_Exercise passage:_

[Start of Attachment]

Commanders and leaders
- Bohdan Glynsky [uk]: Unknown

Strength
- Unknown: Unknown

Casualties and losses
- None: 5 captured 1 ship captured

= Raid on Tiahynka =

The Raid on Tiahynka (Note: Похід на Тягинку
Tiahynkaya Baskı
Tiahynka Basqını) was a naval engagement that took place in August 1492 between the fleet of the Ottoman Empire and the Zaporozhian Cossacks led by Bohdan Glynsky near the fortress of Tiahyn (now the village of Tiahynka, Ukraine) and ended in a Cossack success.
== Background ==
In 1491, the lands where the Tiahyn castle is located were reconquered by the Crimean Khanate, and the fortress was rebuilt by the Crimean khan Meñli I Giray, and it became one of the outposts from which the Tatars raided Ruthenian lands.

== Raid ==
On 1 August 1492, the Zaporozhian Cossacks led by Bohdan Glynsky set off for a campaign into the Dnieper from Kaniv and Cherkasy. Near Tiagin (Tiahynka) they attacked an Ottoman-Tatar ship. A battle took place, as a result of which, the Cossacks captured the ship and its commander, and his property was confiscated and the slaves on the ship were freed from captivity, then they captured another man and his oxen. Jagiellon's reply to Mengli Giray also mentions that after the attack on the Tatar ship, the Cossacks captured three more people and over a dozen horses in Tiagyn. After a successful attack, Glynsky's Cossacks returned to Ukraine.

== Aftermath ==
Following the attack, Khan Mengli I Geray sent a complaint to the Grand Duke of Lithuania Alexander Jagiellon about the "Circassian actions against the Crimean fleet". On 19 December, Alexander sent a reply letter to him, where he explained that the attack was carried without his knowledge. Next year, as a revenge for the Tatar raid on Cherkasy, Glynsky attacked and destroyed the fortress in Ochakov. This battle is considered to be the first recorded campaign of the Zaporozhian Cossacks. (Note: Another campaign that is sometimes named a "Cossack raid", was an attack on the Muscovite convoy near Tavan in 1489 by people of Jerzy Pac, however the perpetrators were not directly named "Cossacks")

== Legacy ==
In 1992, a monument commemorating the first Cossack battle against the Ottoman Empire was installed in the village.

[End of Attachment]

_Record extracts:_

[Start of Attachment]

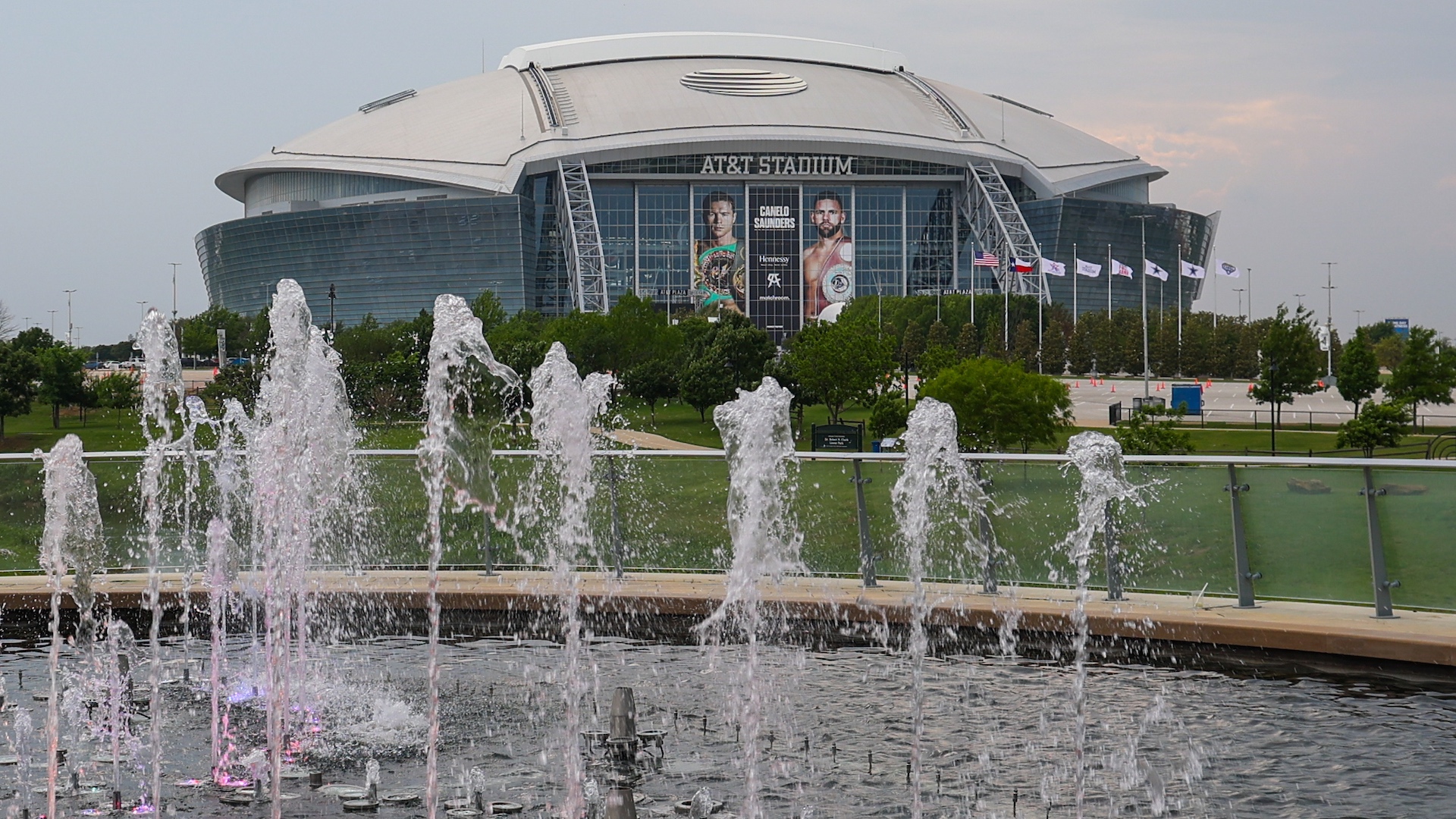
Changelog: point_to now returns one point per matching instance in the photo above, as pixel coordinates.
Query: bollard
(617, 526)
(1114, 566)
(867, 548)
(620, 803)
(989, 585)
(1241, 548)
(1378, 576)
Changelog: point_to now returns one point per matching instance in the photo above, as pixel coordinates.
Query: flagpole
(1180, 308)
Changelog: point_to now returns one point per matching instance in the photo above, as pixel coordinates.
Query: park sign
(837, 438)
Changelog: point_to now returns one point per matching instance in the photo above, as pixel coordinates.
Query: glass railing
(1304, 521)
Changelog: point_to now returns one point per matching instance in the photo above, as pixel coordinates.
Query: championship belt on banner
(837, 283)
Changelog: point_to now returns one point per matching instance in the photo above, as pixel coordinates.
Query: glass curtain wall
(664, 242)
(617, 218)
(906, 238)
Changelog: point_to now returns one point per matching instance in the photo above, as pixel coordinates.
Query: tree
(63, 379)
(1378, 425)
(968, 343)
(1289, 363)
(887, 416)
(18, 375)
(1153, 430)
(705, 382)
(651, 381)
(1388, 352)
(999, 404)
(487, 306)
(839, 363)
(1359, 371)
(1427, 371)
(118, 391)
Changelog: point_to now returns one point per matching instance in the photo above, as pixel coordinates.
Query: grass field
(1308, 539)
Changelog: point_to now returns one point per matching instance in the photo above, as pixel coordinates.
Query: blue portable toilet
(1190, 395)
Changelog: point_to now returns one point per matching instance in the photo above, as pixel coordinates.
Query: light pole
(1329, 312)
(1142, 223)
(71, 327)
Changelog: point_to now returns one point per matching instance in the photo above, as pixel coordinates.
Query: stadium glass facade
(902, 221)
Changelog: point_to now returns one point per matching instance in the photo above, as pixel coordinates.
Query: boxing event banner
(775, 279)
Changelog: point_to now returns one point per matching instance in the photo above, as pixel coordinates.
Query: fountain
(746, 689)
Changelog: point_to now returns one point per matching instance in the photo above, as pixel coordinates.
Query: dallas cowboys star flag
(1190, 270)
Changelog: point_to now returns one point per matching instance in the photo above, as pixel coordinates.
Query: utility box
(1188, 395)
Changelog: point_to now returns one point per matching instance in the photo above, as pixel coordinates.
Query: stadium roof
(625, 96)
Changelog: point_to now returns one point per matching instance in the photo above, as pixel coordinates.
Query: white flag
(1191, 270)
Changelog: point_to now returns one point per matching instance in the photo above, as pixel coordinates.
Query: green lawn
(1308, 539)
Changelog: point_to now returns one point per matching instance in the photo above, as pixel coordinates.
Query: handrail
(881, 457)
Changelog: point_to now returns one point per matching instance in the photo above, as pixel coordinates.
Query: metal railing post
(867, 550)
(989, 585)
(617, 526)
(1114, 564)
(1382, 583)
(1241, 547)
(487, 547)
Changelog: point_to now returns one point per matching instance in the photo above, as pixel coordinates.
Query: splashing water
(449, 460)
(759, 444)
(161, 384)
(73, 537)
(934, 485)
(1100, 461)
(302, 482)
(563, 410)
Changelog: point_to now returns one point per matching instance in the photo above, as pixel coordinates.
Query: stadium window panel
(929, 238)
(664, 241)
(617, 219)
(878, 231)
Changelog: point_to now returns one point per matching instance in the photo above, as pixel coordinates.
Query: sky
(1323, 130)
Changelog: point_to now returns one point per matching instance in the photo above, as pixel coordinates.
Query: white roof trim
(660, 46)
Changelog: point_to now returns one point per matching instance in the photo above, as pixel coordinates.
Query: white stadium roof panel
(623, 96)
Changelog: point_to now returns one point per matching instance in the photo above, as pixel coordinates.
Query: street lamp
(1329, 311)
(71, 327)
(1142, 223)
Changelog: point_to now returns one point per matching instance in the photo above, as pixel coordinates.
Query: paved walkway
(1416, 637)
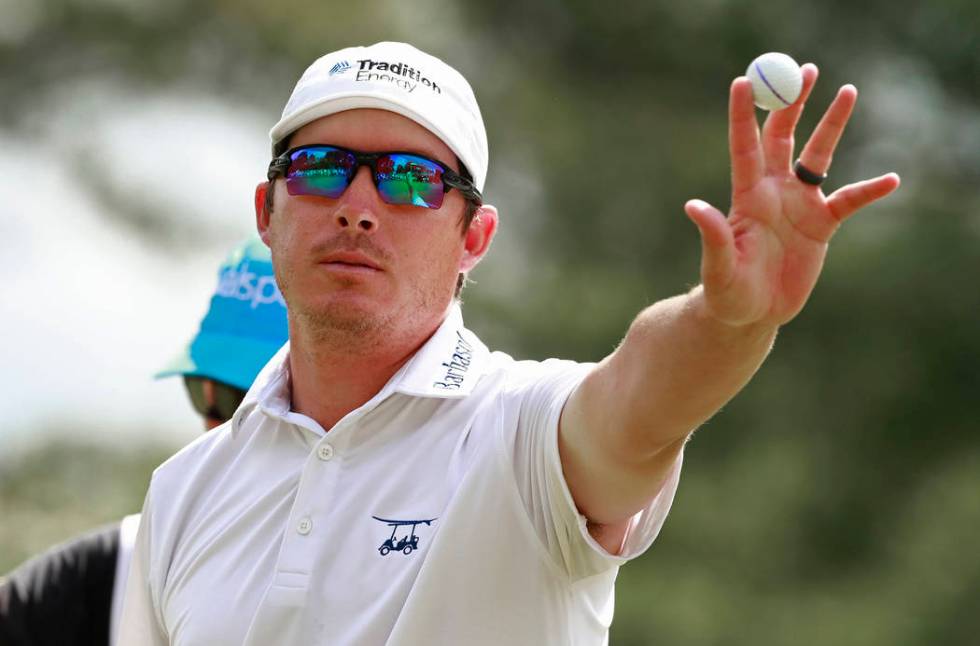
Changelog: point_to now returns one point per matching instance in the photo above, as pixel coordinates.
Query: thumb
(717, 243)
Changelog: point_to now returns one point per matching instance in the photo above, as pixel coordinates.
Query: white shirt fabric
(124, 556)
(270, 530)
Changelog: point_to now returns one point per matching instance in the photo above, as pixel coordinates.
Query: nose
(358, 221)
(358, 209)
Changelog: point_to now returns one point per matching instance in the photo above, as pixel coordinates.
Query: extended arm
(684, 357)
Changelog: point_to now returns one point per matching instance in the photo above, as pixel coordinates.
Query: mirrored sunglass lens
(407, 179)
(325, 172)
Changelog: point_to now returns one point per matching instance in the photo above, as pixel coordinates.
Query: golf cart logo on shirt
(342, 66)
(407, 542)
(401, 74)
(457, 365)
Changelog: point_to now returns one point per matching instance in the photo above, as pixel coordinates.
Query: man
(389, 480)
(72, 595)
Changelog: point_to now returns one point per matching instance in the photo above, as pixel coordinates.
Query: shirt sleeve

[End of Attachment]

_What the task asks:_ Using the Raid on Tiahynka text, give the date on which Alexander Jagiellon sent his reply letter to the khan.

_Solution for this exercise:_ 19 December